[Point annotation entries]
[START]
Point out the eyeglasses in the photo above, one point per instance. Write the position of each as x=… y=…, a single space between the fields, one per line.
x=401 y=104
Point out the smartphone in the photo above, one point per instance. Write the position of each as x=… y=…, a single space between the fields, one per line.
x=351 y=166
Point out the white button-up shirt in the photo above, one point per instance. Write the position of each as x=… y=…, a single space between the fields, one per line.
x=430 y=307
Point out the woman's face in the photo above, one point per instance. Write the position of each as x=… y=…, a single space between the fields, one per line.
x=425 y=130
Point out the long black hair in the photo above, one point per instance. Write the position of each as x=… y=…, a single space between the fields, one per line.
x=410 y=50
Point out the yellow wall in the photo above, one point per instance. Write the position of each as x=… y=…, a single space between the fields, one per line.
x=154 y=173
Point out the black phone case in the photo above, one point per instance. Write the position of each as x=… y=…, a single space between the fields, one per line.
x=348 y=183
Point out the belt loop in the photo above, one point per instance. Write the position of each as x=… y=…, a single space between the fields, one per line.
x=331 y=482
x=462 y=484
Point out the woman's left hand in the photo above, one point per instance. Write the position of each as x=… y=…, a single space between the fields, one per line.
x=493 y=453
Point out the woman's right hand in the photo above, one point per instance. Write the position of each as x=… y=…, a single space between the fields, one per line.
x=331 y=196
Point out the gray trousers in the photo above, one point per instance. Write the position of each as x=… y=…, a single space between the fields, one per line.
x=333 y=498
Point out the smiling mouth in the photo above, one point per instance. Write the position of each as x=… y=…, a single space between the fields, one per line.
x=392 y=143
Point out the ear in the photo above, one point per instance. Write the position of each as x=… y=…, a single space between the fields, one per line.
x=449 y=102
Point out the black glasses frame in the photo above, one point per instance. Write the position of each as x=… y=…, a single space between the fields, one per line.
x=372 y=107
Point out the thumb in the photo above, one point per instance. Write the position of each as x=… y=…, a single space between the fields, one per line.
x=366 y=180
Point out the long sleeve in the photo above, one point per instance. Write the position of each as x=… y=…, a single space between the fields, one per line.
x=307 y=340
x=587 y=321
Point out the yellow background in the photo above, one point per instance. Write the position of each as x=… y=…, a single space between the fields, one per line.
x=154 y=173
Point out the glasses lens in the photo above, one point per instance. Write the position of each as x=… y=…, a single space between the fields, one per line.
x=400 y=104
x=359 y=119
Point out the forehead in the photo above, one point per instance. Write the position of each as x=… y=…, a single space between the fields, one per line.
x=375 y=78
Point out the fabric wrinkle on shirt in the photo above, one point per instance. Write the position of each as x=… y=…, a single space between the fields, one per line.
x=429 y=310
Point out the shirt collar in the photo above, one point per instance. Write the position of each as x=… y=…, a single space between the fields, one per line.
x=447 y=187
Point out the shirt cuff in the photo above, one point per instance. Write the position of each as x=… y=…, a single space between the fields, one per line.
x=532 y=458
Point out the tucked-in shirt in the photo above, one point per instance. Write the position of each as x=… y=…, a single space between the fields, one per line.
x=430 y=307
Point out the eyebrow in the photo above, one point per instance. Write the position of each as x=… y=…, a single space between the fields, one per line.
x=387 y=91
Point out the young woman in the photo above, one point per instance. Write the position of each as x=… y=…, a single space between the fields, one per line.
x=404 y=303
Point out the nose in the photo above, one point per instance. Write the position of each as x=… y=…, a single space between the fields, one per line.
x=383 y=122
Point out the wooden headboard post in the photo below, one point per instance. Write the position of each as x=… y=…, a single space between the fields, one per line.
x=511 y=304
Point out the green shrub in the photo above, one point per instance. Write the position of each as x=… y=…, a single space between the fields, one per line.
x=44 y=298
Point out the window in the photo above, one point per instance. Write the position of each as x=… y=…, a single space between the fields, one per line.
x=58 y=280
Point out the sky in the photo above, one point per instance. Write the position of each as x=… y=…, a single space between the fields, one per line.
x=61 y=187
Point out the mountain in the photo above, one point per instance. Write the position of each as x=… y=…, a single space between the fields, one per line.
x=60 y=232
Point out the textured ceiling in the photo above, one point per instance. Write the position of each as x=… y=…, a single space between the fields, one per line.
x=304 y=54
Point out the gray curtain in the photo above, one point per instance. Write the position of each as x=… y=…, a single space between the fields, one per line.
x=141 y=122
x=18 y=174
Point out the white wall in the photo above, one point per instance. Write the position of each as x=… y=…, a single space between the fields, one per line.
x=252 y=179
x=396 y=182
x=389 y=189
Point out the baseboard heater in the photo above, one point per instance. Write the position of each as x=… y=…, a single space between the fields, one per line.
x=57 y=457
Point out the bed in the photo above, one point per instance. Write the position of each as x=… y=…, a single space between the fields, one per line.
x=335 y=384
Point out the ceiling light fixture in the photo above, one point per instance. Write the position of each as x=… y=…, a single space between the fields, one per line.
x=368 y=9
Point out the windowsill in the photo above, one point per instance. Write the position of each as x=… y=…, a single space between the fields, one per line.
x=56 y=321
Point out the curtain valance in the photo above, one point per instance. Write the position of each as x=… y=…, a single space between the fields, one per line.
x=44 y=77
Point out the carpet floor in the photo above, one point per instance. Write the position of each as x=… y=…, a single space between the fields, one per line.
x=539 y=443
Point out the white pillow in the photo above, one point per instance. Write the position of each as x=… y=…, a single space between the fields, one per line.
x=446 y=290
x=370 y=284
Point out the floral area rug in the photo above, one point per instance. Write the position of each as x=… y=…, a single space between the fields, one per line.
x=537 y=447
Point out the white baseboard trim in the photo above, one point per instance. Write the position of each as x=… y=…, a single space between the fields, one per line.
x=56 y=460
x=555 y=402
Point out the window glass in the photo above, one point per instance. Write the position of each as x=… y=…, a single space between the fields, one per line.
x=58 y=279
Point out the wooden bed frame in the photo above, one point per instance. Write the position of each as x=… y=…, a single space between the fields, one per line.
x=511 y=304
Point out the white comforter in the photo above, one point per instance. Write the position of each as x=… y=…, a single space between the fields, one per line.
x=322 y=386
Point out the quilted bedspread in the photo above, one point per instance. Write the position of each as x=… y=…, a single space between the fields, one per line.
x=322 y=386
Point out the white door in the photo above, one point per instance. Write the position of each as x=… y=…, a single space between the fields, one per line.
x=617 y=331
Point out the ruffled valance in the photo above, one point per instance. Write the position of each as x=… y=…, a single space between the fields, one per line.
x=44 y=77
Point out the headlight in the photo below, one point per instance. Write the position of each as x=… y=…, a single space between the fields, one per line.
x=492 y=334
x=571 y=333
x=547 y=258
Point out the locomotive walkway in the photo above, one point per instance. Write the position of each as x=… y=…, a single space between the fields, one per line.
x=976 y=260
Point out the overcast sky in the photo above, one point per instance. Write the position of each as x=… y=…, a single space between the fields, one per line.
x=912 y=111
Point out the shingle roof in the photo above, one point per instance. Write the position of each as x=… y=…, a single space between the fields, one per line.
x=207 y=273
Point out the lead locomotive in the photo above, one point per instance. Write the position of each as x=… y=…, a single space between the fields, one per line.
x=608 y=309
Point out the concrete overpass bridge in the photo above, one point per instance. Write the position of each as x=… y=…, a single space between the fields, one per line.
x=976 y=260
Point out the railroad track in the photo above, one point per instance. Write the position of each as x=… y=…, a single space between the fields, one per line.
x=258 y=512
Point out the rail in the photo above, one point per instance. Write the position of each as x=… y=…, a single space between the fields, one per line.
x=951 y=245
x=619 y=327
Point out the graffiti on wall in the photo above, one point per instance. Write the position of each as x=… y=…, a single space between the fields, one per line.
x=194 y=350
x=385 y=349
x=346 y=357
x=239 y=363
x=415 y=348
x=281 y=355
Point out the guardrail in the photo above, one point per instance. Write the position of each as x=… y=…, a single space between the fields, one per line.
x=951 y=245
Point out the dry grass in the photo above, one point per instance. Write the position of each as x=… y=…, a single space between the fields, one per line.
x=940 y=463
[END]
[START]
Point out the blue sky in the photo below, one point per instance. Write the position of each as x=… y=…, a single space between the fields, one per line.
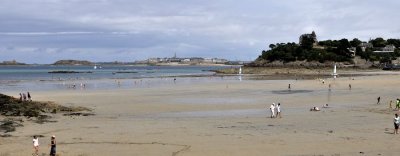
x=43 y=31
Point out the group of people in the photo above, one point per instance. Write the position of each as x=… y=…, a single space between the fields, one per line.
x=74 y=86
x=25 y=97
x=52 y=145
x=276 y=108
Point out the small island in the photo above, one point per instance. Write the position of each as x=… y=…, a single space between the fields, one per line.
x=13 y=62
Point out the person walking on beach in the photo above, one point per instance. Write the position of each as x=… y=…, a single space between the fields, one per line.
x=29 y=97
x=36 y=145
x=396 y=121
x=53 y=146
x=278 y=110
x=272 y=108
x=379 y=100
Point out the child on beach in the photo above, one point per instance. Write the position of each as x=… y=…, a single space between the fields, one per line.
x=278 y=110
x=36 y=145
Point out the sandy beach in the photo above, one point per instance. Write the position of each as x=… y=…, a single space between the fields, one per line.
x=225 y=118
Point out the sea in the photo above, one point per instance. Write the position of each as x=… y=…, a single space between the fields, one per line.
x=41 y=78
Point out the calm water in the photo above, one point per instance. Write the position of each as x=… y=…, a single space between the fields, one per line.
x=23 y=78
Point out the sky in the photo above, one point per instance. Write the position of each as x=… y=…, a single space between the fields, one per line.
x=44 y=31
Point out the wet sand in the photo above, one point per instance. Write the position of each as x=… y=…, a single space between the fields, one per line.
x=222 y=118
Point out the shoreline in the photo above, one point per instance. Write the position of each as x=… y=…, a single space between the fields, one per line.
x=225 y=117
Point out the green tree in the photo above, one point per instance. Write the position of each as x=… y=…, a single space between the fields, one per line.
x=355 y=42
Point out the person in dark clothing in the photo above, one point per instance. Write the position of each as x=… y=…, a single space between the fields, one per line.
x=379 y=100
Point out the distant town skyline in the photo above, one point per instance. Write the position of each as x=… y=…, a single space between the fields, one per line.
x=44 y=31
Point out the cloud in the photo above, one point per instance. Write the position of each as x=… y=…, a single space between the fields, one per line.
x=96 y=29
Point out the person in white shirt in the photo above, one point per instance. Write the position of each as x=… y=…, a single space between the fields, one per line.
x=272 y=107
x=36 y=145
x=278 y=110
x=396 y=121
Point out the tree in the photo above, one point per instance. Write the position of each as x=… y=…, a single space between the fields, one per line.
[END]
• **What this task involves**:
Rewrite the entries from the line containing "Point out the window in" through the line containing "x=539 y=443", changing "baseboard heater" to "wall radiator" and leaving everything else unaltered.

• **Answer to the problem**:
Point out the window in the photo above, one point per instance. Write the position of each as x=… y=…, a single space between the fields, one per line.
x=58 y=280
Point out the sky in the photo above, one point per instance. Write the position of each as x=… y=…, a single space between the fields, one per line.
x=61 y=187
Point out the mountain in the photo above, one point per instance. Write the position of each as x=… y=…, a single space between the fields, one per line.
x=60 y=232
Point out the textured ceiling in the photo above, one point per instance. Write the position of each as x=… y=…, a single space between the fields, one per line.
x=304 y=54
Point out the gray curtain in the photo above, one point per instance. Write the position of each as x=… y=…, a single space between the fields, one per line.
x=141 y=122
x=18 y=174
Point out the white wall in the photo above, one point per instance. Write the position of each as x=… y=…, a single space between the fields, one per line.
x=252 y=179
x=396 y=182
x=389 y=189
Point out the wall radiator in the photo above, one point per instance. Write the position of each as x=… y=…, a single space between the fields, one per line.
x=57 y=457
Point out the bed in the photo above, one point per instance. Write the position of each as x=… y=…, a single space between the fields, one per line.
x=335 y=384
Point out the ceiling light fixture in the photo above, one point per instance. Write the position of each as x=… y=…, a single space between the fields, one per line.
x=368 y=9
Point out the windowsill in the photo above, one point per instance. Write the position of each as x=… y=…, a single space between the fields, one per line.
x=56 y=321
Point out the curtain valance in the photo above, one point per instance. Write the position of each as x=… y=…, a single space between the fields, one per line.
x=44 y=77
Point out the carpet floor in the photo above, one point per instance. Write the position of each as x=… y=…, a single space between the fields, one per line.
x=539 y=443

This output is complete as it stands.